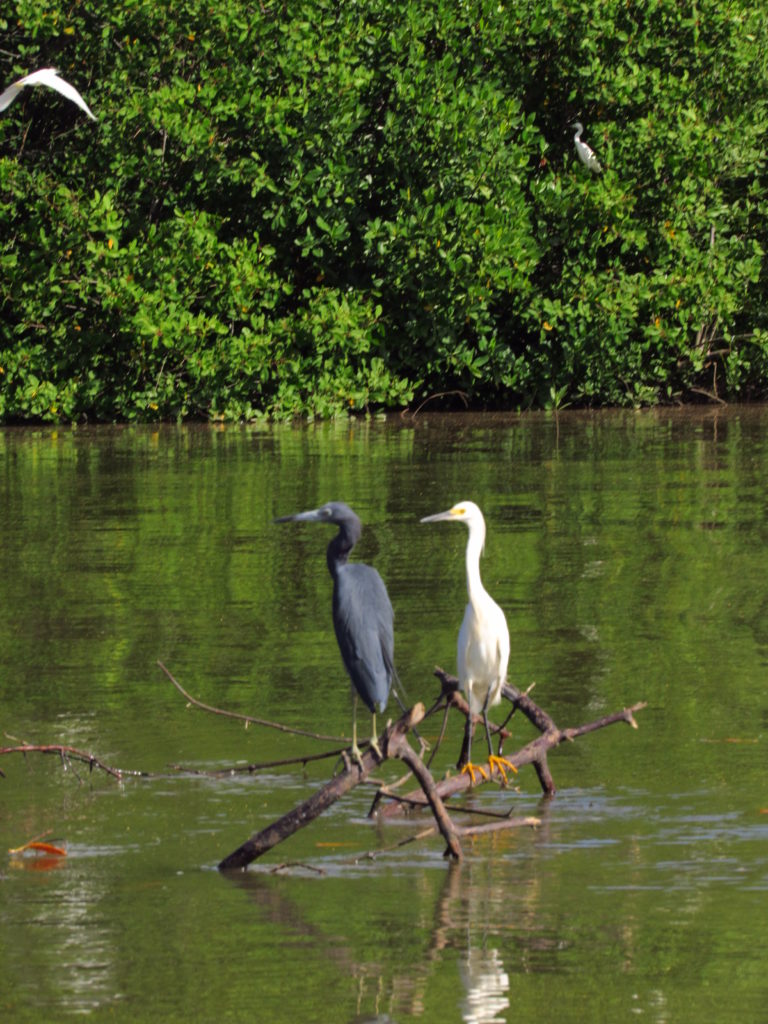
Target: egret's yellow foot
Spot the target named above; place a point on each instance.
(472, 770)
(502, 765)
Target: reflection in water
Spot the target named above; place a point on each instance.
(632, 562)
(486, 984)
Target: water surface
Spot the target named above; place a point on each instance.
(629, 553)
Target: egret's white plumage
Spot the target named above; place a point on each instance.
(49, 77)
(482, 653)
(586, 153)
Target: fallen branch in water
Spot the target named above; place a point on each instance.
(70, 754)
(248, 719)
(393, 743)
(324, 798)
(534, 753)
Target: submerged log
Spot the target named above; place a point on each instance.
(534, 753)
(392, 743)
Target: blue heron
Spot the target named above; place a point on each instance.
(49, 77)
(586, 153)
(482, 652)
(363, 616)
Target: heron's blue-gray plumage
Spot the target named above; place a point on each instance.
(364, 624)
(361, 610)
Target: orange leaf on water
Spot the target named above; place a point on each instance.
(42, 847)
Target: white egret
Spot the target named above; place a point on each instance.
(49, 77)
(586, 153)
(482, 652)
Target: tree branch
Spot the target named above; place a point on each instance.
(324, 798)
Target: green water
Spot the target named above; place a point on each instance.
(629, 552)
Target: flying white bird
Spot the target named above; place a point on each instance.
(49, 77)
(586, 153)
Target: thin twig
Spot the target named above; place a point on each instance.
(73, 754)
(249, 719)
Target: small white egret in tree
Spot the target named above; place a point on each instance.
(49, 77)
(482, 652)
(586, 153)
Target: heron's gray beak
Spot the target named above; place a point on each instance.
(311, 516)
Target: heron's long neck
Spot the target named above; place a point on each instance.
(474, 550)
(338, 552)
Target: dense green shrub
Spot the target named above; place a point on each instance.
(320, 207)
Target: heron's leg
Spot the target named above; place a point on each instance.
(375, 735)
(495, 762)
(465, 762)
(355, 751)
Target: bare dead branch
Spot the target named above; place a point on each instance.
(321, 800)
(248, 719)
(68, 754)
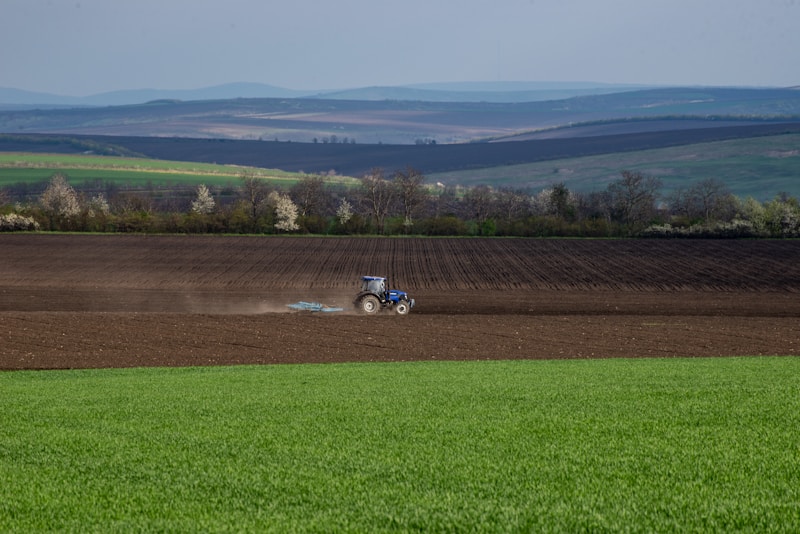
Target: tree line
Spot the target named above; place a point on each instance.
(400, 203)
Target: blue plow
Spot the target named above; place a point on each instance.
(313, 307)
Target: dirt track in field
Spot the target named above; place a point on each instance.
(120, 301)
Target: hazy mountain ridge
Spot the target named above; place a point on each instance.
(444, 92)
(399, 121)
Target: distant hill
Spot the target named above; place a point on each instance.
(18, 99)
(445, 92)
(356, 160)
(309, 120)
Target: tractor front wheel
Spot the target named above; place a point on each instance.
(370, 305)
(402, 307)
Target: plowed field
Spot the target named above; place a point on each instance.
(75, 301)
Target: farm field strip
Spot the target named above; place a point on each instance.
(666, 445)
(64, 340)
(200, 262)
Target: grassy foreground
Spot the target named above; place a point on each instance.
(639, 445)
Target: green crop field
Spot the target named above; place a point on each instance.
(135, 172)
(546, 446)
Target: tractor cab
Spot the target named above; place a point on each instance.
(375, 295)
(374, 284)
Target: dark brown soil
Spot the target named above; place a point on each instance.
(121, 301)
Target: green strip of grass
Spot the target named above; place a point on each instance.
(640, 445)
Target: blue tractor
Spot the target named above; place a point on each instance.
(374, 297)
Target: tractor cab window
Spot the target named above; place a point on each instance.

TASK INSTRUCTIONS
Search the data above for the string "strip". Report every line where it is found.

ANSWER TO THE PROBLEM
Target: farm field strip
Target: green strip of grass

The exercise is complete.